- [TEXT]:
Drupal 8, Pantheon & GitKraken: Part 3 of 3

Welcome to the third and final installment of our three part Drupal 8, Pantheon & GitKraken series.  For more information on what this series will be covering check out our intro HERE.

The first installment of the series can be found HERE.  For the second installment click HERE.

OK so now that we have our site all set up on Pantheon, Gitkraken installed and configured, and our remote repo cloned it's time to version control some of our work.

Step 1. Exporting our sites "Active" configuration

When making changes on your Pantheon dev site you are changing the "active" configuration. There are many things we can do to our site to change this but for this example I have created a new view.  Once you have made your change the goal is to now take this active configuration, version controll it, and move it into our "staged" configuration:

1. In the admin menu go to Configuration>Configuration Synchronization and click the export tab.

2. With Full Archive selected, export the sites active config.

 

Step 2. Pull from the remote repo to our local repo

Now that we have our active config exported we want to do a Pull from the remote repo to ensure our local repo is up to date before we change the staged config.

1. In Gitkraken click on the "Pull" icon.

(*note: For this tutorial this step is technically not needed since we know no one has changed our site since we cloned our repo BUT it is very important to always pull before you push)

 

Step 2. Updating our local Repo's "Staged" Configuration

Now that we have our dev sites active config exported and we have pulled from the remote repo, we need to update our local repos staged config:

1. Extract all the files from the export and place them in the following directory of your local repo: sites\default\config.

 

Step 3. Stage and Commit our changes locally

Once we have these files in this directory we should see the changes in Gitkraken. and we can stage and commit them to our local repo.

1. Add a commit message (this is a brief description on what changes were made).

2. Click the Stage all changes button.

3. Click the commit button.

- [SUPPLIED INFORMATION]:
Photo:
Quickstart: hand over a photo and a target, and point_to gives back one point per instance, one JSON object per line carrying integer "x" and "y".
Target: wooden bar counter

- [WORK TO DO]:
1 - In the tutorial, which directory of the local repository should receive the files extracted from the export?
2 - Reproduce the tutorial's text from "Now that we have our dev" up to and including "all changes button.".
The lines above are separate material and do not belong to the tutorial.

- [EXERCISE RESULTS]:
1 - They go in the sites\default\config directory of the local repository.

2 -
Now that we have our dev sites active config exported and we have pulled from the remote repo, we need to update our local repos staged config:

1. Extract all the files from the export and place them in the following directory of your local repo: sites\default\config.

 

Step 3. Stage and Commit our changes locally

Once we have these files in this directory we should see the changes in Gitkraken. and we can stage and commit them to our local repo.

1. Add a commit message (this is a brief description on what changes were made).

2. Click the Stage all changes button.